--- START OF Document passage ---

Architectural Analysis Framework

1. Workers Architecture Patterns

Check Worker design:

# Find Worker entry points
grep -r "export default" --include="*.ts" --include="*.js"

# Find service binding usage
grep -r "env\\..*\\.fetch" --include="*.ts" --include="*.js"

# Find Worker-to-Worker HTTP calls (anti-pattern)
grep -r "fetch.*worker" --include="*.ts" --include="*.js"

What to check:

• ❌ CRITICAL: Workers with in-memory state (not stateless)
• ❌ CRITICAL: Workers calling other Workers via HTTP (use service bindings)
• ❌ HIGH: Heavy compute in Workers (should offload to DO or use Unbound)
• ❌ MEDIUM: Workers with multiple responsibilities (should split)
• ✅ CORRECT: Stateless Workers (all state in bindings)
• ✅ CORRECT: Service bindings for Worker-to-Worker communication
• ✅ CORRECT: Single responsibility per Worker

Example violations:

// ❌ CRITICAL: Stateful Worker (loses state on cold start)
let requestCount = 0;  // In-memory state - WRONG!

export default {
  async fetch(request: Request, env: Env) {
    requestCount++;  // Lost on next cold start
    return new Response(`Count: ${requestCount}`);
  }
}

// ❌ CRITICAL: Worker calling Worker via HTTP (slow, no type safety)
export default {
  async fetch(request: Request, env: Env) {
    // Calling another Worker via public URL - WRONG!

--- END OF Document passage ---

Exercise instructions.
A. Please repeat word for word the part of the Workers architecture passage that opens with the words containing "# Find service" and closes with "state in bindings)".
B. What severity level does the Workers architecture passage give to heavy compute in Workers?
C. Name each problem marked with ❌ in the "What to check" list of the Workers architecture passage, together with its severity label.
The rows after this point are separate material from the Workers architecture passage.

--- START OF Provided records ---

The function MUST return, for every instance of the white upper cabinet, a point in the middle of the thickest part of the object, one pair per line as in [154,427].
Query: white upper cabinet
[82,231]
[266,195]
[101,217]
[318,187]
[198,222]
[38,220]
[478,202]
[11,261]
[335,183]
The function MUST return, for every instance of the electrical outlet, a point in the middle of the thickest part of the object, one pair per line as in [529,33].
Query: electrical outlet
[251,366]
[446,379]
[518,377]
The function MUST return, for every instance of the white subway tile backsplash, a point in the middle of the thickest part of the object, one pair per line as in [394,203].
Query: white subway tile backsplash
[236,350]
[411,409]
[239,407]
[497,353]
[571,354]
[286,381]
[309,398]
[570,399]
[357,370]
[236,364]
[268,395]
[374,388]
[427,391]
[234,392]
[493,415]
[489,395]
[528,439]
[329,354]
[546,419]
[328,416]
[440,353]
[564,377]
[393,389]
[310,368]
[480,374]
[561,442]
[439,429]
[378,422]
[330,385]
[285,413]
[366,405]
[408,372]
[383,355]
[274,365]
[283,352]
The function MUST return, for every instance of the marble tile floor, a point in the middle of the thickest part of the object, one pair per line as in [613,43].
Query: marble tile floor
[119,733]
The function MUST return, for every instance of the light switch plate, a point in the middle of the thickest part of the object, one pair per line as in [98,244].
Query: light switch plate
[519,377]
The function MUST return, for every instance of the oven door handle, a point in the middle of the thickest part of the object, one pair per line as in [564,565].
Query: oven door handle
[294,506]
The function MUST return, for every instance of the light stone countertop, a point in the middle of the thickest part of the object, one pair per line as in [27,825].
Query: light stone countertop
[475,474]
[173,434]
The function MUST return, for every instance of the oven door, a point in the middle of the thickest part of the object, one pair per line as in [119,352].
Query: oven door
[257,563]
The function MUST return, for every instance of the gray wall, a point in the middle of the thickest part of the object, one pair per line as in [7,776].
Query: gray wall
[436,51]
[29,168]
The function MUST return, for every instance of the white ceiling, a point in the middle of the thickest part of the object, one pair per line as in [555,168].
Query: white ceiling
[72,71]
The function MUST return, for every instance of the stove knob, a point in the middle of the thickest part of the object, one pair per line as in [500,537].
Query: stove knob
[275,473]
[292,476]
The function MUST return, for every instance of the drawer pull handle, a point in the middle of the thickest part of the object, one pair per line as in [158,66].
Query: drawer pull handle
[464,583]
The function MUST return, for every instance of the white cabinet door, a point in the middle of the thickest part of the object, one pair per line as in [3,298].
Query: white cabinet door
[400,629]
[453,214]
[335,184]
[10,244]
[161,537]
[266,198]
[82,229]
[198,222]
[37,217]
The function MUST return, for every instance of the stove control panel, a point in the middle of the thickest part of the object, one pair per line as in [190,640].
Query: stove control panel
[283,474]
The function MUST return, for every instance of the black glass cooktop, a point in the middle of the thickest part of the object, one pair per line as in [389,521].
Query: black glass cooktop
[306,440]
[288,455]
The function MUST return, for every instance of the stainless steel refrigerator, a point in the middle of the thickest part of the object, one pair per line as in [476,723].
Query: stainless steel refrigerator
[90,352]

--- END OF Provided records ---

Answers to the tasks.
A.
# Find service binding usage
grep -r "env\\..*\\.fetch" --include="*.ts" --include="*.js"

# Find Worker-to-Worker HTTP calls (anti-pattern)
grep -r "fetch.*worker" --include="*.ts" --include="*.js"

What to check:

• ❌ CRITICAL: Workers with in-memory state (not stateless)
• ❌ CRITICAL: Workers calling other Workers via HTTP (use service bindings)
• ❌ HIGH: Heavy compute in Workers (should offload to DO or use Unbound)
• ❌ MEDIUM: Workers with multiple responsibilities (should split)
• ✅ CORRECT: Stateless Workers (all state in bindings)

B. HIGH

C.
- CRITICAL: Workers with in-memory state (not stateless)
- CRITICAL: Workers calling other Workers via HTTP (use service bindings)
- HIGH: Heavy compute in Workers (should offload to DO or use Unbound)
- MEDIUM: Workers with multiple responsibilities (should split)